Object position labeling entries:
====

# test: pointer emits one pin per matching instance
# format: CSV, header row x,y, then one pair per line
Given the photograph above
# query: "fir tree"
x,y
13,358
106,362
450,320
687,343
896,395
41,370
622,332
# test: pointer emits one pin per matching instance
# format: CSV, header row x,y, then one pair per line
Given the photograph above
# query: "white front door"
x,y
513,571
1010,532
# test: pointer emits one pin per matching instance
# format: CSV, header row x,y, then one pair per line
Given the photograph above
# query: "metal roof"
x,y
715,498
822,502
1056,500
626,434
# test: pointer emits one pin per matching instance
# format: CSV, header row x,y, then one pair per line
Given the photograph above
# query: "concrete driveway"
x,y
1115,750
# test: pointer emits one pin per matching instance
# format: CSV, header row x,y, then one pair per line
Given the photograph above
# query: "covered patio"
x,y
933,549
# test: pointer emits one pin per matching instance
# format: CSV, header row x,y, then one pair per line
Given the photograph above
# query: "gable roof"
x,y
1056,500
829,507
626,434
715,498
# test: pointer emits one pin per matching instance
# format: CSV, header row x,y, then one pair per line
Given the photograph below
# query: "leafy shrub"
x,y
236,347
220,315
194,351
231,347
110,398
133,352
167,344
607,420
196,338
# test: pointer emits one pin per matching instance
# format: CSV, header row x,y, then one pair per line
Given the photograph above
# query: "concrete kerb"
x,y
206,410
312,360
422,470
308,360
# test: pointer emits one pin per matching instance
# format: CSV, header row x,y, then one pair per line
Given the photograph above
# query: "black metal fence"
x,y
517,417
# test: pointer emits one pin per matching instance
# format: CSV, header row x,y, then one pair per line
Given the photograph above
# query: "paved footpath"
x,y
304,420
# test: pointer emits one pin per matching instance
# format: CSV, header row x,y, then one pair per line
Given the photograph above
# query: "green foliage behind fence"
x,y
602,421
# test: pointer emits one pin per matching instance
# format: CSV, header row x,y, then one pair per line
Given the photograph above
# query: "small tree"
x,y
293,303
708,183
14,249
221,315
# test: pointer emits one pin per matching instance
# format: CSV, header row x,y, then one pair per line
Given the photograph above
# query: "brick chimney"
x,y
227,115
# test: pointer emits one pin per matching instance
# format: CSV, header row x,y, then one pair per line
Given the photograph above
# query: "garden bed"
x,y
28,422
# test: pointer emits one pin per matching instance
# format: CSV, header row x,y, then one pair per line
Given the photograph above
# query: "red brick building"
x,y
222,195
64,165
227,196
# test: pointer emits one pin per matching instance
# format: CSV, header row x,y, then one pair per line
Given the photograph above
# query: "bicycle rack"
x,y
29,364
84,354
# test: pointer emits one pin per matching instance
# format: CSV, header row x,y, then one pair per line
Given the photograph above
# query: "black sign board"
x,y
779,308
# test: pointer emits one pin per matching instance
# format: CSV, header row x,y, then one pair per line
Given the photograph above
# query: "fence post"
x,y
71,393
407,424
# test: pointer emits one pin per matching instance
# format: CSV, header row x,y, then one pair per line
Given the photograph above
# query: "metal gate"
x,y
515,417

====

**Given request**. Print the material verbatim, all of it.

**Expected answer**.
# test: pointer emits one pin per matching instance
# format: CSV, header row x,y, then one pair per line
Given the photograph above
# query: "fir tree"
x,y
13,358
106,362
450,320
687,343
896,395
41,370
622,332
# test: pointer emits one pin per matching instance
# format: CSV, header row x,y, then one pair per line
Given the photograph above
# query: "white front door"
x,y
513,571
1010,532
# test: pointer emits one pin per matching instance
# format: CSV, header row x,y, then one pair per line
Given the photograph above
# query: "metal roof"
x,y
715,498
822,502
1056,500
626,434
# test: pointer emits one pin per matching instance
# format: CSV, header row x,y, then one pair per line
Given the photograph above
# query: "concrete driveway"
x,y
1115,750
# test: pointer emits one pin per matching instance
# format: CSV, header row x,y, then one pair per line
Given the photograph above
# query: "covered patio"
x,y
933,549
# test: pointer emits one pin per matching instance
# format: CSV, header row x,y, then one pair per line
Given the photograph above
# query: "gable roof"
x,y
1056,500
829,507
626,434
715,498
# test: pointer emits one pin per matching instance
# format: CSV, header row x,y, then one pair per line
Given the photograph below
# query: "leafy shrub"
x,y
236,347
220,315
194,351
231,347
110,398
133,352
167,344
607,420
196,338
# test: pointer emits one pin per matching instance
# format: CSV, header row x,y, then one pair per line
Given the photograph above
# query: "concrete kerb"
x,y
206,410
312,360
422,470
308,360
# test: pointer emits one pin per matching instance
# format: CSV, header row x,y, then one pair per line
Given the photograph above
# query: "black metal fence"
x,y
517,417
# test: pointer emits one pin per matching instance
# format: CSV, header row x,y, then one pair per line
Given the photograph above
# query: "paved footpath"
x,y
304,420
# test: pointer emits one pin per matching instance
# format: CSV, header row x,y, then one pair per line
Given the photograph above
# query: "green foliage behind fence"
x,y
602,421
# test: pointer emits one pin per matching instance
# format: CSV, header row x,y, then one pair per line
Given the photograph above
# query: "small tree"
x,y
293,303
708,183
14,249
221,315
# test: pointer emits one pin per matching instance
# format: CSV, header row x,y, then one pair per line
Given the photograph above
# query: "brick chimney"
x,y
227,115
# test: pointer emits one pin per matching instance
# format: CSV, header row x,y, then one pair per line
Given the photograph above
# query: "garden bed"
x,y
28,422
# test: pointer emits one pin per matching instance
# format: CSV, header row x,y, then one pair per line
Given the photograph above
# query: "red brick building"
x,y
222,195
64,165
227,196
# test: pointer emits one pin per matching instance
# format: CSV, header row x,y, then one pair per line
Given the photograph above
# query: "bicycle rack"
x,y
29,364
84,354
# test: pointer emits one pin per matching instance
# format: CSV, header row x,y, then one pair per line
Given the photograph above
# query: "black sign board"
x,y
779,308
# test: pointer emits one pin per matching instance
# format: CSV, header row x,y, then one pair per line
Given the photograph above
# query: "fence post"
x,y
71,393
407,424
# test: pointer emits one pin per matching instance
# format: CSV, header row x,y, then one pair per line
Given the photograph above
# query: "metal gate"
x,y
515,417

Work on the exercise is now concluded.